> _Requirements_: Reproduce the records exactly.

Extracted records
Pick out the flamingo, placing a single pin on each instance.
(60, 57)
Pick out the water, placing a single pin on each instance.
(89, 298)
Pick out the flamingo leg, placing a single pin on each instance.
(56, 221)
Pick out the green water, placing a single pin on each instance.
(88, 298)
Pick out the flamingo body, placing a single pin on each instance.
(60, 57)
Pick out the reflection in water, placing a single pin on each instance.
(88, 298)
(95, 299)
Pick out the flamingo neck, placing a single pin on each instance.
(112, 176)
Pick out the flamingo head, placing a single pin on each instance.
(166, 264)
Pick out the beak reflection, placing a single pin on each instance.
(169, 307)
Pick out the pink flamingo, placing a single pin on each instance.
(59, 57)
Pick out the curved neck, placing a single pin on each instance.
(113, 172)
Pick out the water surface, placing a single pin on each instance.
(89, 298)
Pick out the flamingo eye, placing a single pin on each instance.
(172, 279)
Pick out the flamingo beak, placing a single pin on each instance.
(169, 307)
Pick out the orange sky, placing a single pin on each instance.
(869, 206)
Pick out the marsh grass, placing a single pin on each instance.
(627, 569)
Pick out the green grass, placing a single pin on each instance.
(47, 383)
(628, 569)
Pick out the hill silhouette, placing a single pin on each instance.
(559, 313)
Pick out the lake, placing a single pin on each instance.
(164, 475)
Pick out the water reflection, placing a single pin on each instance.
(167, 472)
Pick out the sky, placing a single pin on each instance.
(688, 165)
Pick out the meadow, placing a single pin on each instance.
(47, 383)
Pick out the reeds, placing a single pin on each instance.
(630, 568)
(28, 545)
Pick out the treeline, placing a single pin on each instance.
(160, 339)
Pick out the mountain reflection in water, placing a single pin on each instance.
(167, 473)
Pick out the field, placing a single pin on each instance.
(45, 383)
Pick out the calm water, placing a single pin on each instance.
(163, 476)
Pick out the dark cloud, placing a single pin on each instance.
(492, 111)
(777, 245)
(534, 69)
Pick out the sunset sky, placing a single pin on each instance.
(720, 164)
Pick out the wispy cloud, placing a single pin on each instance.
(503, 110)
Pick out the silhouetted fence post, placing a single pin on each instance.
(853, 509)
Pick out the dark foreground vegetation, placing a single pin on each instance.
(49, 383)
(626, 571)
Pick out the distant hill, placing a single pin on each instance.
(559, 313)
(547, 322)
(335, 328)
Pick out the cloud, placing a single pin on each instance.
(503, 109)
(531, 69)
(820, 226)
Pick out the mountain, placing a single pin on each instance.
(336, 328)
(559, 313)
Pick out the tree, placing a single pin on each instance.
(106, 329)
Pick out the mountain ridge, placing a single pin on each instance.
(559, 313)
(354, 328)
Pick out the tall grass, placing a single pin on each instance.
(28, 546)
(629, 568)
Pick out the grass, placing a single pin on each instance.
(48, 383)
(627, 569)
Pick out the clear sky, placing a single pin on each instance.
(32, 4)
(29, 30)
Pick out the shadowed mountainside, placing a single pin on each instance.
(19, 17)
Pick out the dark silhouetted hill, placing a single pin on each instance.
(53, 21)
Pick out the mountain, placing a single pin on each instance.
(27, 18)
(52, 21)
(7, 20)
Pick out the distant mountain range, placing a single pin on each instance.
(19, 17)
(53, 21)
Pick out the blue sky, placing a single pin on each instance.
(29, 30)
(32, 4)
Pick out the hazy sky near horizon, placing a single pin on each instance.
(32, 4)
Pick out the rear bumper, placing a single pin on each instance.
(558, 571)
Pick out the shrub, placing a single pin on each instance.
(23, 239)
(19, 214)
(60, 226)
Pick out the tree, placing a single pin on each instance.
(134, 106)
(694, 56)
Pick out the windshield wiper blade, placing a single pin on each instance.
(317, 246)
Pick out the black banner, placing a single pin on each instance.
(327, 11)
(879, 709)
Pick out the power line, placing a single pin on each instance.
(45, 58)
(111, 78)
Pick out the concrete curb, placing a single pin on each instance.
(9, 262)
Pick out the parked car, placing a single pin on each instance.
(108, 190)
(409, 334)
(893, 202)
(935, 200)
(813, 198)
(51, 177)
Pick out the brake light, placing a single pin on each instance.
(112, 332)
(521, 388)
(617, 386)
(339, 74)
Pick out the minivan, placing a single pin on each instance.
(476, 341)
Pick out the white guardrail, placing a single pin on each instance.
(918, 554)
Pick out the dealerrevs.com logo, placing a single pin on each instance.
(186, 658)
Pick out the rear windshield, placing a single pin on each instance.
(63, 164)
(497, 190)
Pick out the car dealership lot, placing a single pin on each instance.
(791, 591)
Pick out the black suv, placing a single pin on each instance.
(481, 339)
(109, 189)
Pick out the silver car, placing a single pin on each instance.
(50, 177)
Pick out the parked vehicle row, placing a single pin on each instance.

> _Result of the task_:
Pick out the flamingo, placing a single pin on each instance.
(60, 57)
Pick out the water, placing a single pin on each instance.
(89, 298)
Pick out the flamingo leg, placing a single pin on each instance.
(56, 221)
Pick out the green water, placing a single pin on each instance.
(88, 298)
Pick out the flamingo body, placing a single pin on each instance.
(60, 57)
Pick out the reflection in water, placing a single pin on each instance.
(88, 298)
(95, 299)
Pick out the flamingo neck, placing a single pin on each instance.
(112, 176)
Pick out the flamingo head, placing a single pin on each instance.
(166, 264)
Pick out the beak reflection, placing a single pin on each instance.
(169, 307)
Pick out the pink flamingo, placing a single pin on each instance.
(59, 57)
Pick out the curved neck, placing a single pin on each instance.
(113, 172)
Pick out the water surface, placing a single pin on each instance.
(89, 298)
Pick out the flamingo eye, placing a single pin on each instance.
(172, 279)
Pick out the flamingo beak, placing a single pin on each instance.
(169, 307)
Pick out the orange sky, placing a single pin on each instance.
(869, 206)
Pick out the marsh grass, placing a single pin on each instance.
(627, 569)
Pick out the green grass, placing a single pin on each instance.
(47, 383)
(628, 569)
Pick out the hill silhouette, placing a single pin on each instance.
(559, 313)
Pick out the lake, placing a single pin on each instance.
(164, 475)
Pick out the water reflection, placing a single pin on each instance.
(167, 472)
Pick out the sky, placing a single pin on each instance.
(688, 165)
Pick out the meadow, placing a single pin on each instance.
(47, 383)
Pick out the reeds, placing a single pin on each instance.
(630, 568)
(28, 545)
Pick out the treeline, placing a single pin on each instance.
(160, 339)
Pick out the mountain reflection in water, placing a single pin on each instance.
(167, 473)
Pick out the field, placing a single pin on each instance.
(45, 383)
Pick out the calm water, placing a single pin on each instance.
(163, 476)
Pick out the dark cloud, placing a single pin on each instance.
(492, 111)
(777, 245)
(534, 69)
Pick out the sunset sky, placing a single pin on each instance.
(720, 164)
Pick out the wispy cloud, placing a single pin on each instance.
(503, 110)
Pick out the silhouetted fence post, placing a single pin on each instance.
(853, 509)
Pick out the dark foreground vegetation, placing a single pin on each instance.
(49, 383)
(626, 571)
Pick out the distant hill, placing a single pin on each instance.
(559, 313)
(547, 322)
(335, 328)
Pick out the cloud, placing a single pin on each instance.
(503, 109)
(531, 69)
(820, 226)
Pick out the mountain, placing a single pin on each instance.
(336, 328)
(559, 313)
Pick out the tree, placing a single pin on each instance.
(106, 329)
Pick out the mountain ridge, placing a single pin on each instance.
(559, 313)
(354, 328)
Pick out the tall grass, placing a single pin on each instance.
(28, 546)
(629, 568)
Pick out the grass, placing a single pin on each instance.
(48, 383)
(627, 569)
Pick out the clear sky, placing a single pin on each instance.
(32, 4)
(29, 30)
Pick out the shadowed mountainside, placing a single pin on each instance.
(19, 17)
Pick out the dark silhouetted hill, placing a single pin on each instance.
(53, 21)
Pick out the mountain, placing a single pin on each instance.
(27, 18)
(52, 21)
(7, 20)
Pick out the distant mountain range, placing a single pin on each instance.
(19, 17)
(53, 21)
Pick out the blue sky, placing a single pin on each instance.
(29, 30)
(32, 4)
Pick out the hazy sky near horizon, placing a single pin on each instance.
(32, 4)
Pick out the rear bumper, placing a single pin on each instance.
(558, 571)
Pick out the shrub, placing a single pin on each instance.
(23, 239)
(19, 214)
(60, 226)
Pick out the tree, placing a single pin on each instance.
(134, 106)
(694, 56)
Pick out the windshield wiper blade, placing a single pin on each instance.
(317, 246)
Pick out the black banner, placing a single pin on each instance.
(327, 11)
(879, 709)
Pick out the power line, placing a single pin on each instance.
(45, 58)
(111, 78)
Pick out the concrete curb, placing a single pin on each instance.
(9, 262)
Pick out the parked car, placing a single pin on each instance.
(108, 190)
(409, 334)
(893, 202)
(935, 200)
(813, 198)
(51, 177)
Pick out the brake light, placing a single pin on each instance.
(112, 332)
(521, 388)
(617, 386)
(339, 74)
Pick out the minivan, placing a single pin on each instance.
(476, 341)
Pick out the white guardrail, placing a single pin on each instance.
(918, 554)
Pick out the dealerrevs.com logo, placing a single pin on each instance.
(186, 658)
Pick out the rear windshield, placing a single pin on each instance.
(63, 164)
(497, 190)
Pick out the car dealership lot, placing a single pin on each instance.
(791, 591)
Pick out the black suv, placing a single pin on each instance.
(481, 339)
(109, 189)
Pick out the silver car, placing a single pin on each instance.
(50, 177)
Pick out the parked vehicle row, placing a single pin on each instance.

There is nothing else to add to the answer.